→ **Your objective**:
Among the records below, find each line containing the word "carrot" and copy it.

→ **Information**:
________________________

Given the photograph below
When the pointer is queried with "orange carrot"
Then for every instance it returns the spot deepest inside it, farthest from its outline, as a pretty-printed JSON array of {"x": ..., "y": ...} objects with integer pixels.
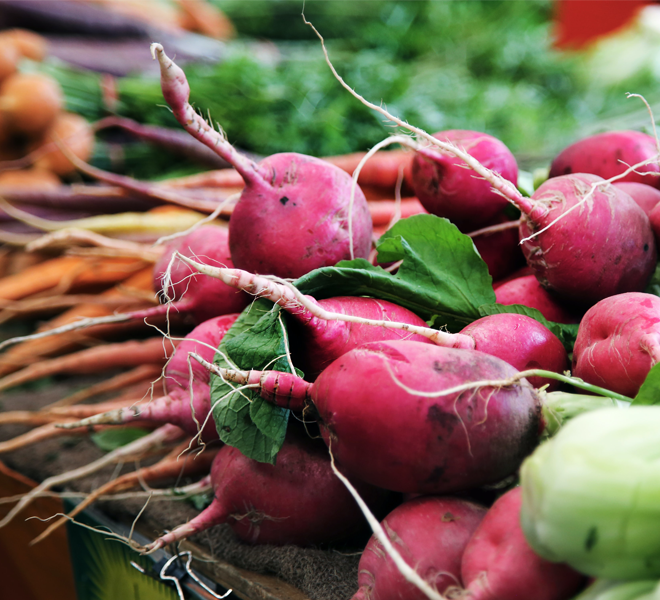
[
  {"x": 30, "y": 102},
  {"x": 72, "y": 271},
  {"x": 94, "y": 360},
  {"x": 33, "y": 350},
  {"x": 170, "y": 466}
]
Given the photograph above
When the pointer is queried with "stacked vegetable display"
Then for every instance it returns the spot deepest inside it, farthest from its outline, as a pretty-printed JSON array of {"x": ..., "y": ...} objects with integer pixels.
[{"x": 416, "y": 378}]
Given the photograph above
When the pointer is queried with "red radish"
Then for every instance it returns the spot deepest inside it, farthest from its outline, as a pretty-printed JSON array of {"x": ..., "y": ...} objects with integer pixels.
[
  {"x": 499, "y": 248},
  {"x": 607, "y": 245},
  {"x": 382, "y": 408},
  {"x": 188, "y": 401},
  {"x": 431, "y": 534},
  {"x": 646, "y": 196},
  {"x": 295, "y": 213},
  {"x": 298, "y": 500},
  {"x": 324, "y": 330},
  {"x": 521, "y": 341},
  {"x": 585, "y": 255},
  {"x": 447, "y": 188},
  {"x": 499, "y": 564},
  {"x": 202, "y": 297},
  {"x": 609, "y": 154},
  {"x": 529, "y": 292},
  {"x": 618, "y": 342}
]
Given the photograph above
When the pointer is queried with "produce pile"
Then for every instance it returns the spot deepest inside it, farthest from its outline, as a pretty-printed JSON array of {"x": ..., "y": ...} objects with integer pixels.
[{"x": 428, "y": 334}]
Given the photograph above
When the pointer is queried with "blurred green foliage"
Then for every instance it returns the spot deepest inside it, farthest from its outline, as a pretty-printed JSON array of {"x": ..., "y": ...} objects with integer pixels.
[{"x": 440, "y": 64}]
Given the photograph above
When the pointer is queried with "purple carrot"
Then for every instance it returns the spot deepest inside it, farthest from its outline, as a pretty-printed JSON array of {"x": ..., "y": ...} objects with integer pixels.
[{"x": 174, "y": 140}]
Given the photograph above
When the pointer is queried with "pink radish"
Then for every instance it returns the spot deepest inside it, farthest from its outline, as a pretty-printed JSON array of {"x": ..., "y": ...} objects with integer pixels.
[
  {"x": 646, "y": 196},
  {"x": 521, "y": 341},
  {"x": 618, "y": 342},
  {"x": 604, "y": 248},
  {"x": 201, "y": 297},
  {"x": 529, "y": 292},
  {"x": 383, "y": 409},
  {"x": 295, "y": 214},
  {"x": 431, "y": 534},
  {"x": 499, "y": 248},
  {"x": 298, "y": 500},
  {"x": 499, "y": 564},
  {"x": 188, "y": 401},
  {"x": 324, "y": 330},
  {"x": 609, "y": 154},
  {"x": 447, "y": 189}
]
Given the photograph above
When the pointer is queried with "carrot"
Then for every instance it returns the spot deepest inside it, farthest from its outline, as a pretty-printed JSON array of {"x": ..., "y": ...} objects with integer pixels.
[
  {"x": 166, "y": 434},
  {"x": 28, "y": 44},
  {"x": 170, "y": 466},
  {"x": 28, "y": 352},
  {"x": 382, "y": 211},
  {"x": 94, "y": 360},
  {"x": 30, "y": 102},
  {"x": 37, "y": 178},
  {"x": 139, "y": 378},
  {"x": 73, "y": 271},
  {"x": 76, "y": 132},
  {"x": 53, "y": 430}
]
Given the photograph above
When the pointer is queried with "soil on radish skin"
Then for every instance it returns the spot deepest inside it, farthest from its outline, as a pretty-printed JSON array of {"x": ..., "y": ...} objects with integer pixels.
[{"x": 322, "y": 574}]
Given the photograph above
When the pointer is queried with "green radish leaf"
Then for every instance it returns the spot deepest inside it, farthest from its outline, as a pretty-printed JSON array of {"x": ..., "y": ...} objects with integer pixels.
[
  {"x": 566, "y": 332},
  {"x": 442, "y": 277},
  {"x": 111, "y": 439},
  {"x": 243, "y": 419},
  {"x": 649, "y": 393}
]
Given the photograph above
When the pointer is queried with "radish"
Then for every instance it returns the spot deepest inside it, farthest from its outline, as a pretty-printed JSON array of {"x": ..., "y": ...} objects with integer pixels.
[
  {"x": 607, "y": 245},
  {"x": 529, "y": 292},
  {"x": 499, "y": 564},
  {"x": 618, "y": 342},
  {"x": 521, "y": 341},
  {"x": 605, "y": 248},
  {"x": 609, "y": 154},
  {"x": 646, "y": 196},
  {"x": 296, "y": 213},
  {"x": 296, "y": 501},
  {"x": 201, "y": 297},
  {"x": 431, "y": 534},
  {"x": 187, "y": 403},
  {"x": 498, "y": 247},
  {"x": 324, "y": 330},
  {"x": 447, "y": 189},
  {"x": 392, "y": 418}
]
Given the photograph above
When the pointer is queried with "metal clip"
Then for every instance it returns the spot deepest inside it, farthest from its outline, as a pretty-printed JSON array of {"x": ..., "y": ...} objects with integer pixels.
[{"x": 176, "y": 581}]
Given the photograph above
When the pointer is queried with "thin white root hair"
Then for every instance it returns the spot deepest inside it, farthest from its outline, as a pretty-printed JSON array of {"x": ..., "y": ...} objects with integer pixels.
[
  {"x": 590, "y": 193},
  {"x": 506, "y": 188},
  {"x": 214, "y": 215},
  {"x": 294, "y": 295},
  {"x": 395, "y": 139},
  {"x": 495, "y": 228},
  {"x": 648, "y": 107},
  {"x": 409, "y": 574}
]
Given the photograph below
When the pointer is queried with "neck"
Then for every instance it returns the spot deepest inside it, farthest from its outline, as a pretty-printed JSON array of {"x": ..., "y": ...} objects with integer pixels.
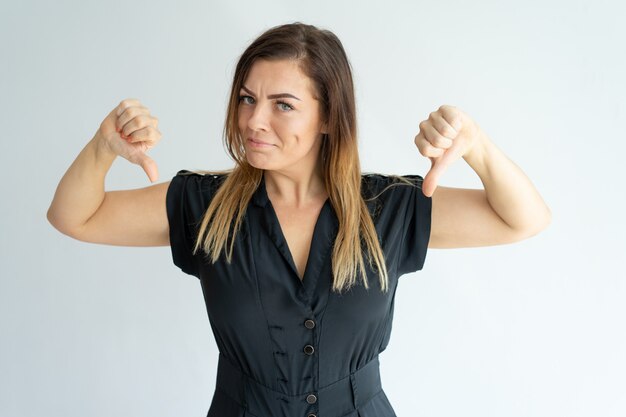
[{"x": 296, "y": 188}]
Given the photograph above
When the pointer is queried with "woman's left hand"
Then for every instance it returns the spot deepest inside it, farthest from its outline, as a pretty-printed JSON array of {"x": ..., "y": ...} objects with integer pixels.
[{"x": 446, "y": 136}]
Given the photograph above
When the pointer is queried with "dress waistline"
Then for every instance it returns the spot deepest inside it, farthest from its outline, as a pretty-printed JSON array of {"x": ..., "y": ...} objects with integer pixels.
[{"x": 335, "y": 400}]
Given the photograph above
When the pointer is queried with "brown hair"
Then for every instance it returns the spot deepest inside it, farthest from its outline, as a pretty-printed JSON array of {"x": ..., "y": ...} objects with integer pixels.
[{"x": 322, "y": 58}]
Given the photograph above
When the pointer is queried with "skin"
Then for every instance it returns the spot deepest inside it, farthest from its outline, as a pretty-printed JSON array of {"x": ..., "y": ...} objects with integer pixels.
[{"x": 508, "y": 209}]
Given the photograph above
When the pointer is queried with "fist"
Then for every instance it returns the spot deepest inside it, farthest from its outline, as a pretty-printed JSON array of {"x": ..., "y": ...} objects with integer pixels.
[
  {"x": 130, "y": 131},
  {"x": 447, "y": 135}
]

________________________

→ **Final answer**:
When the pointer is queried with "orange carrot"
When the pointer is queried with "purple carrot"
When the pointer is queried with "carrot"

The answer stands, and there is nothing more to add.